»»
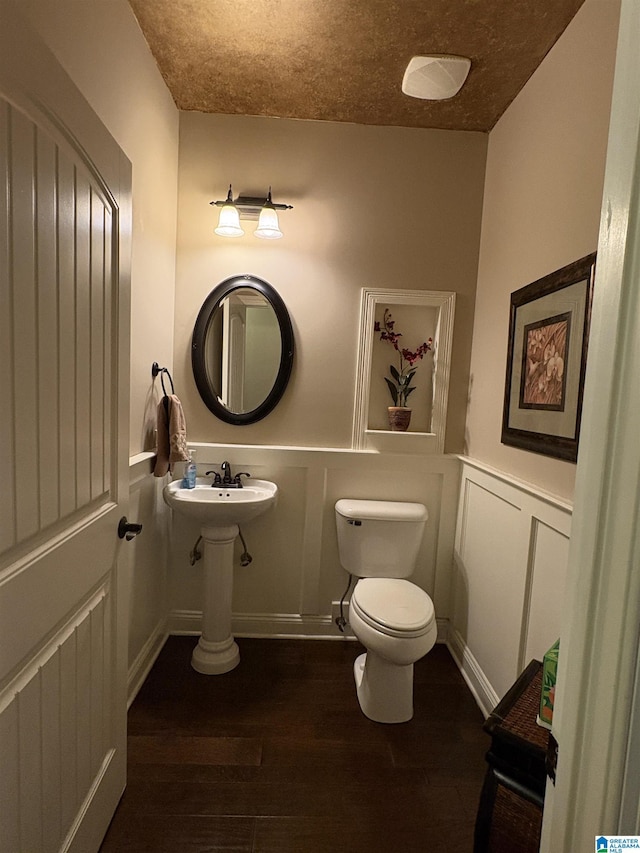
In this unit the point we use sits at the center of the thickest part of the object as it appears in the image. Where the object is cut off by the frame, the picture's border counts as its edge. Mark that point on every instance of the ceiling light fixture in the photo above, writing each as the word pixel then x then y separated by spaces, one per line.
pixel 249 207
pixel 435 78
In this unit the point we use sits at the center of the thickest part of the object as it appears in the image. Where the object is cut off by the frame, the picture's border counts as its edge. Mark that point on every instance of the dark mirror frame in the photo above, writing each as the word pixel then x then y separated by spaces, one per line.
pixel 209 307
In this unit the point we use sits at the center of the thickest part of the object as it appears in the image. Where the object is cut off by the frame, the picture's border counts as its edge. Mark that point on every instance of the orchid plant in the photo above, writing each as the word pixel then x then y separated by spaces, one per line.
pixel 400 384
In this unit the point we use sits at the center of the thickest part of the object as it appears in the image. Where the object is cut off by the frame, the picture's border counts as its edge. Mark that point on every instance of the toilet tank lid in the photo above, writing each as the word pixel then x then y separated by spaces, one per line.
pixel 381 510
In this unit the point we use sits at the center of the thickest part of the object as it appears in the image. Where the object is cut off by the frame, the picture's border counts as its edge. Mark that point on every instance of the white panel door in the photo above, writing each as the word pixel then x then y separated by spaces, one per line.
pixel 64 306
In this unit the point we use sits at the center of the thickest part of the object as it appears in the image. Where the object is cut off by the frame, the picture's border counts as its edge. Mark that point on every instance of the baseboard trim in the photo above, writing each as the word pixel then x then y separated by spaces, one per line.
pixel 146 658
pixel 476 680
pixel 276 625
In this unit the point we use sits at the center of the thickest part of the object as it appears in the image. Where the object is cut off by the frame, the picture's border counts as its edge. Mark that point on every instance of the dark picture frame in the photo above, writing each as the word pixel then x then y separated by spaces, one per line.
pixel 546 361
««
**WHAT TO DO**
The full material above must be output verbatim, minus any pictures.

**THE COMPLETED TASK**
In this unit the point we use sits at the center of the thickest part of the object as it appears in the image. Where the object is cut off by the frame, the picture's border counts as its edge. Mark that point on every instance of the ceiling light fixture in the photo above, writing each as the word pixel then x then y separated by spaces, one per line.
pixel 249 207
pixel 435 78
In this unit the point we use sits at the center of the thickest part of the object as it appears in the image. Where the object is cut off by the frame, the picture's border counts as its edge. Mark that point on every instance of the dark mirror frame in the photo above, writing each as the word pixel then x then y separated by spaces, one per line.
pixel 209 307
In this unit the point we use sits at the center of the thickest part of the object as it appears in the image. Where the object is cut off by the frame, the picture's border counts as its edge. Mark that point on every instance of the orchid plant in the photo above, writing each as the word pixel then x then y separated by spaces, one per line.
pixel 400 384
In this unit the point we use sits at the center of the thickest part of the object as it appears in the image. Where the object is cut off by the frame, the picture's border counts as its edge. Mark that point on every instance of the toilet tank lid in the photo above, writing each as the word pixel then x then y separated by spaces, one per line.
pixel 381 510
In this unit the point we use sits at the center of the thickest part of the object as it appears in the image. Where the object is cut off by the frame, the picture's border counts as its edge. Mark that point on every instance of the white panel door in the photo above, writing each as the word pixel then x then y separated by spaces, one per line.
pixel 64 306
In this unit the point we use sits at the center of the thickest part of the object as it appears in the image. Where the object is cut off by the frame, the picture's border counts as its edge. Mark that point on every instance of the baseboard trim in the photo above, writing each as the word pixel then x then y separated by spaces, one per line.
pixel 146 658
pixel 476 680
pixel 276 625
In this unit the point we use sits at the center of the thickest part of the object as it appears in the image. Where the object is cut off by the frame, the picture's border counts as its edge. Mark that point on every instance of the dark picture frame in the photo above, writing each as the word pixel then x then y separated by spaces, one per line.
pixel 546 361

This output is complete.